_Request_
Starting with the line that contains "point: desk surface", set down each line through the end of the entries below, exactly and with nothing added.

_Data entries_
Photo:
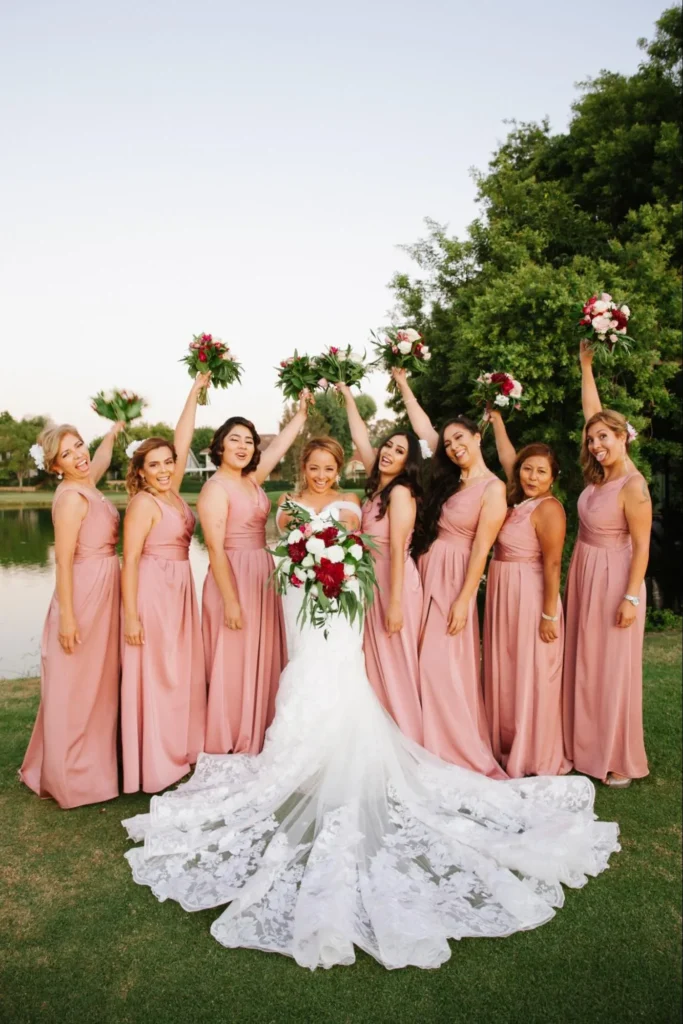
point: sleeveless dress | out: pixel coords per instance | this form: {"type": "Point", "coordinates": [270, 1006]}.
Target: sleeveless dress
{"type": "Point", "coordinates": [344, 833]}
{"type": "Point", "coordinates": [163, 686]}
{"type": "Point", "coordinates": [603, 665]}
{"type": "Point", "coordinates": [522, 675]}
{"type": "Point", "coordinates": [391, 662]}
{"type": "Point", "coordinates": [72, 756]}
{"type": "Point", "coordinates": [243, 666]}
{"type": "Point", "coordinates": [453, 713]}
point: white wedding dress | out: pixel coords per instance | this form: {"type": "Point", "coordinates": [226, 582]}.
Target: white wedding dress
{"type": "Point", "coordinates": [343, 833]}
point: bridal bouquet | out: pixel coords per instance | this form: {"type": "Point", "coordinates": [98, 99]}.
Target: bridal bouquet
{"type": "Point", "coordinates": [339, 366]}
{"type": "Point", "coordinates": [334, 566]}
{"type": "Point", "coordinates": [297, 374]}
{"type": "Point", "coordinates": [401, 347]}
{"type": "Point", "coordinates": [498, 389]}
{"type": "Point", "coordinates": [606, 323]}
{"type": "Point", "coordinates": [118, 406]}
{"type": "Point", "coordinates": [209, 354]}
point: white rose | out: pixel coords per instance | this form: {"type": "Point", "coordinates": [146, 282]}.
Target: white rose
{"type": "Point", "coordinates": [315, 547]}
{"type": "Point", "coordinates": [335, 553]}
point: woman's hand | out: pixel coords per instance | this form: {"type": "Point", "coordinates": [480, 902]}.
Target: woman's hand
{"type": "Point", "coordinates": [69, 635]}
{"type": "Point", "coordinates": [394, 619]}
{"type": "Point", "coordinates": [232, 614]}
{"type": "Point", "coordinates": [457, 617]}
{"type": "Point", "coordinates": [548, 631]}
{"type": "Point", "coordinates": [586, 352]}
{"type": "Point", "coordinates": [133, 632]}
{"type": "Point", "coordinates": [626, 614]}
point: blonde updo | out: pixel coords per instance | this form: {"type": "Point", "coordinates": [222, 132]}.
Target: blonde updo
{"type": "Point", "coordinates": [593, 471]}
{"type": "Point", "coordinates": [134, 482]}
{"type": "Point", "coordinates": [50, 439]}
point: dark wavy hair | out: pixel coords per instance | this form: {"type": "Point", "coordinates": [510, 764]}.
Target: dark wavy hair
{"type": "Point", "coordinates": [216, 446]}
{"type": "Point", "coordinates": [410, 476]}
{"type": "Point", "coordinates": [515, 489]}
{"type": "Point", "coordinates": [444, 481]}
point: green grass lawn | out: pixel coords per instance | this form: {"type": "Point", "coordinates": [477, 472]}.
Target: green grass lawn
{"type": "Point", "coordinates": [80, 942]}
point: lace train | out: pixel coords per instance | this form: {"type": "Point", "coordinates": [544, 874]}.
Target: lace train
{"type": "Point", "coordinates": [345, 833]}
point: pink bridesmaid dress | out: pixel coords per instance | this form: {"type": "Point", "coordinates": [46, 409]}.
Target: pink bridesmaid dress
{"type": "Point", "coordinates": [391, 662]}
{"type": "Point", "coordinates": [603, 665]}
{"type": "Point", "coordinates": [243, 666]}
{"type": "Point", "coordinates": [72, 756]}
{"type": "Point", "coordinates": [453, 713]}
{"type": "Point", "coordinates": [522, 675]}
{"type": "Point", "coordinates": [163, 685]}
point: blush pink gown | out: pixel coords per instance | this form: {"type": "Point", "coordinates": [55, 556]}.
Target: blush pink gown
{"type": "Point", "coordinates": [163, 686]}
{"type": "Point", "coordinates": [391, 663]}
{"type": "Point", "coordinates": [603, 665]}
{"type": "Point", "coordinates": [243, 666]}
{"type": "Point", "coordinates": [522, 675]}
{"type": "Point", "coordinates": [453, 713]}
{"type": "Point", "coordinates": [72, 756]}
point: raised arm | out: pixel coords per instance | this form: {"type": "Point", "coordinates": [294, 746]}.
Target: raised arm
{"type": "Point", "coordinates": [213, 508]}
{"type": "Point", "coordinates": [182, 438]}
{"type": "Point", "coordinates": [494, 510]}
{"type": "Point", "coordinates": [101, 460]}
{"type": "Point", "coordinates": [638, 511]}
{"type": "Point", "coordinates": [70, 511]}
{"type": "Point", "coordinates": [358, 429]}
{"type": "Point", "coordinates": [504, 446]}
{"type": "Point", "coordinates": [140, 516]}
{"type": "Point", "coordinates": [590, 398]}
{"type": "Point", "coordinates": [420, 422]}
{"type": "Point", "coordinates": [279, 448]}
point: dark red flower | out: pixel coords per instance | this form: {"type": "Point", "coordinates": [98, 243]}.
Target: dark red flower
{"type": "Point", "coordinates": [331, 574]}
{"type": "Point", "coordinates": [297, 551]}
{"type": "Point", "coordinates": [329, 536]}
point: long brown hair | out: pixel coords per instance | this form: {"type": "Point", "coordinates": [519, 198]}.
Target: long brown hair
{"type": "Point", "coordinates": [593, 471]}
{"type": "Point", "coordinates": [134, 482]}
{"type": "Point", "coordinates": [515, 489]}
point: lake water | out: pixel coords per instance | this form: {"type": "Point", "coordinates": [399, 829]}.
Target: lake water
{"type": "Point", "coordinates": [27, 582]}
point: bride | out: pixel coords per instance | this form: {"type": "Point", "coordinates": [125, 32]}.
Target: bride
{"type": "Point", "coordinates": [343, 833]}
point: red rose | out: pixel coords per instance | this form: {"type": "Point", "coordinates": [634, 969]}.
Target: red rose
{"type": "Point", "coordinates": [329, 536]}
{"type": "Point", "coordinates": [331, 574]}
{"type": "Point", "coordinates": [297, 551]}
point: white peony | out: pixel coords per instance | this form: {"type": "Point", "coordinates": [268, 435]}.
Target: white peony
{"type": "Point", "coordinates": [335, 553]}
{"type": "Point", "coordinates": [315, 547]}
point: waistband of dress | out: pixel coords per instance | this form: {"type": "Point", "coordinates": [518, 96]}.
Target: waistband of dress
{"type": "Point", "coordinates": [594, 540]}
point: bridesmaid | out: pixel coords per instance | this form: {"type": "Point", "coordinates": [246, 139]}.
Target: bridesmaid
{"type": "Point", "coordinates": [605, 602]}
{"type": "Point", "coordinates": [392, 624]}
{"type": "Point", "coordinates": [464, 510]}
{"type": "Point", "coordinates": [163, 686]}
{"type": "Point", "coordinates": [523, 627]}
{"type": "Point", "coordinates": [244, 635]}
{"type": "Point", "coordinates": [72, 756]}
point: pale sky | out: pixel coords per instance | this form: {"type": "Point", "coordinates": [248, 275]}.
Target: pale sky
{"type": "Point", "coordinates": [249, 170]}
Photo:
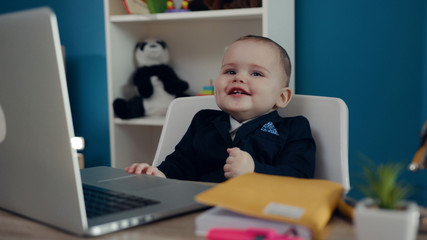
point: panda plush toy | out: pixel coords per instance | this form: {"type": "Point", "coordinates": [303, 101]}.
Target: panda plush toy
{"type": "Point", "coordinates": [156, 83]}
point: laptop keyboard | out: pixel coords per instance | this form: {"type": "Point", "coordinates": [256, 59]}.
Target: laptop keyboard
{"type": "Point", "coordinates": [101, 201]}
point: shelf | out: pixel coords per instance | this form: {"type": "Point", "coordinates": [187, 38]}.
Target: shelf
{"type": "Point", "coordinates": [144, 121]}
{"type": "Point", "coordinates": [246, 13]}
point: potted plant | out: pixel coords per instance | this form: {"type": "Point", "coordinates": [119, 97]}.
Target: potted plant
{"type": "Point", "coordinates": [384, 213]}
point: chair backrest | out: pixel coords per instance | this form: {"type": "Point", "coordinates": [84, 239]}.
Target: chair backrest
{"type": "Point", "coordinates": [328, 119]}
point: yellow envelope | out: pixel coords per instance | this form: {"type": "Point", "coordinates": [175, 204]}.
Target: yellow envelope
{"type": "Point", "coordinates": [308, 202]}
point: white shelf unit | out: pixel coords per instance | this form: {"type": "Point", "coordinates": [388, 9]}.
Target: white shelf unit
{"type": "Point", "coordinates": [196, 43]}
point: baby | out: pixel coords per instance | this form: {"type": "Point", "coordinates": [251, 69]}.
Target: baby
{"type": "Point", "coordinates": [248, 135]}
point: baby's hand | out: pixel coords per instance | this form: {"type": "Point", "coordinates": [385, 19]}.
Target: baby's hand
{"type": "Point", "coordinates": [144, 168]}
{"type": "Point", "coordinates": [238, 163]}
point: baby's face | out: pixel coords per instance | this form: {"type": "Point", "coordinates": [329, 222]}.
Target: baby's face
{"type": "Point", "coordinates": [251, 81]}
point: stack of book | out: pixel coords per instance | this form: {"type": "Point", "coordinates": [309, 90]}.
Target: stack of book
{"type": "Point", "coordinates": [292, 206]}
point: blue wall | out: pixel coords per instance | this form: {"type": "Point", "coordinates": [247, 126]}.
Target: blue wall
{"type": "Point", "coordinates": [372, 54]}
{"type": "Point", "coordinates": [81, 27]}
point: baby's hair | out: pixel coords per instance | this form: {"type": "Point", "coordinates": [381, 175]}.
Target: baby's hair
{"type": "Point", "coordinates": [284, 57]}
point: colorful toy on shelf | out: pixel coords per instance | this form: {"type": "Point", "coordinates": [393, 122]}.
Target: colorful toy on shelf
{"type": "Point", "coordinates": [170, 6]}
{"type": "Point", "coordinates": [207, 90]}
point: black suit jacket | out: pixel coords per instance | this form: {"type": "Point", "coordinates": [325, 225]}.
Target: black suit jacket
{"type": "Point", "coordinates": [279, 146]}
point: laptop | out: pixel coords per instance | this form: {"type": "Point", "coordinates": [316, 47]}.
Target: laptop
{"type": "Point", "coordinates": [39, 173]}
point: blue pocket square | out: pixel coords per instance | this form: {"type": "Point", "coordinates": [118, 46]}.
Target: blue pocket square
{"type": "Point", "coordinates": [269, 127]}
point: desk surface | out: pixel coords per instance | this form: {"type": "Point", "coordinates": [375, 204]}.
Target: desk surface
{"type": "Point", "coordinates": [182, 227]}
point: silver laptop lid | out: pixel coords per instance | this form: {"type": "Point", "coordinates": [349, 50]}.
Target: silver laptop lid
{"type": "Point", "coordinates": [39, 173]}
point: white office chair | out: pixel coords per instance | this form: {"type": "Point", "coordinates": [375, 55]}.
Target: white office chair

_Output_
point: desk surface | out: pixel coords per instance | this form: {"type": "Point", "coordinates": [375, 204]}.
Target: desk surface
{"type": "Point", "coordinates": [182, 227]}
point: silver laptop lid | out: pixel coords per instance | this form: {"type": "Point", "coordinates": [349, 50]}.
Target: silver laptop lid
{"type": "Point", "coordinates": [39, 173]}
point: white office chair | out: pixel coords per instance | this form: {"type": "Point", "coordinates": [375, 55]}.
Target: white office chair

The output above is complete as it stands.